> [TASK PROMPT]:
Place each line of the records below into a Markdown table with the columns Row and Line, numbering the rows and omitting blank lines. Leave the picture out of the table.

☆ ☆ ☆ ☆

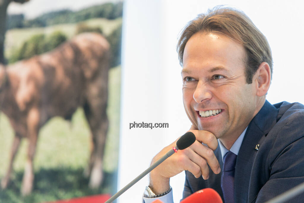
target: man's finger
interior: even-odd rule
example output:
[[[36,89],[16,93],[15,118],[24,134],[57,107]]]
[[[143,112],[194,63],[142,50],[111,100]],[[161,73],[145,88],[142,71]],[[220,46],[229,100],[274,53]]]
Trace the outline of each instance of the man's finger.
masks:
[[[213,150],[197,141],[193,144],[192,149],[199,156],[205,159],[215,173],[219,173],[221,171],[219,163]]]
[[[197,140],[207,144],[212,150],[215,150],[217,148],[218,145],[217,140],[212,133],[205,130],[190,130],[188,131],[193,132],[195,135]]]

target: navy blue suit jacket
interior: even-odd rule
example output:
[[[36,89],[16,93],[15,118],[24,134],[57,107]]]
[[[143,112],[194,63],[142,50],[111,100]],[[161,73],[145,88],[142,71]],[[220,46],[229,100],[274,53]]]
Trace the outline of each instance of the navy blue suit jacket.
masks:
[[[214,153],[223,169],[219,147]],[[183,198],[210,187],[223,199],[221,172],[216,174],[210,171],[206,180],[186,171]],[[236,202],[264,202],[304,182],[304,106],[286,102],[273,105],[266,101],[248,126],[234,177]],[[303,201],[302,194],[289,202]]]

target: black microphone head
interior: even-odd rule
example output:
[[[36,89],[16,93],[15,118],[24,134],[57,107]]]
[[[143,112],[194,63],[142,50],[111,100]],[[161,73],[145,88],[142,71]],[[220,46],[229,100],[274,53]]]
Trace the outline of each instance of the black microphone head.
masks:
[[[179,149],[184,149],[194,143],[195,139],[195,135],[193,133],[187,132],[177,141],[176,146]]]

☆ ☆ ☆ ☆

> [ANSWER TO THIS EXERCISE]:
| Row | Line |
|---|---|
| 1 | target: man's finger |
| 2 | interior: even-odd rule |
| 3 | example output: |
| 4 | [[[36,89],[16,93],[15,118],[24,134],[57,107]]] |
| 5 | [[[143,112],[194,63],[142,50],[111,100]],[[161,73],[145,88],[142,71]],[[220,46],[229,100],[274,53]]] |
| 6 | Trace the outline of each instance of the man's finger. |
| 7 | masks: |
| 8 | [[[213,150],[197,141],[193,144],[192,149],[199,156],[205,159],[215,173],[219,173],[221,171],[219,163]]] |
| 9 | [[[197,140],[207,144],[212,150],[215,150],[217,148],[218,145],[217,140],[212,133],[205,130],[190,130],[188,131],[193,132],[195,135]]] |
| 10 | target: navy blue suit jacket |
| 11 | interior: even-odd rule |
| 12 | example output: |
| 13 | [[[36,89],[16,93],[15,118],[24,134],[57,107]]] |
| 14 | [[[143,112],[194,63],[142,50],[111,100]],[[161,73],[145,88],[142,71]],[[220,46],[229,100],[274,53]]] |
| 15 | Trace the outline of each instance of the navy blue suit jacket. |
| 16 | masks: |
| 17 | [[[214,153],[223,169],[219,147]],[[183,198],[210,187],[223,199],[221,172],[216,174],[210,171],[206,180],[186,171]],[[236,202],[264,202],[304,182],[304,106],[286,102],[273,105],[266,101],[248,126],[234,177]],[[303,201],[302,194],[289,202]]] |
| 18 | target: black microphone head |
| 19 | interior: even-odd rule |
| 20 | example output: |
| 21 | [[[36,89],[16,93],[15,118],[24,134],[57,107]]] |
| 22 | [[[143,112],[194,63],[142,50],[111,100]],[[161,73],[145,88],[142,71]],[[220,46],[229,100],[274,53]]] |
| 23 | Trace the outline of each instance of the black microphone head. |
| 24 | masks: |
| 25 | [[[179,149],[184,149],[194,143],[195,139],[195,135],[193,133],[187,132],[177,141],[176,146]]] |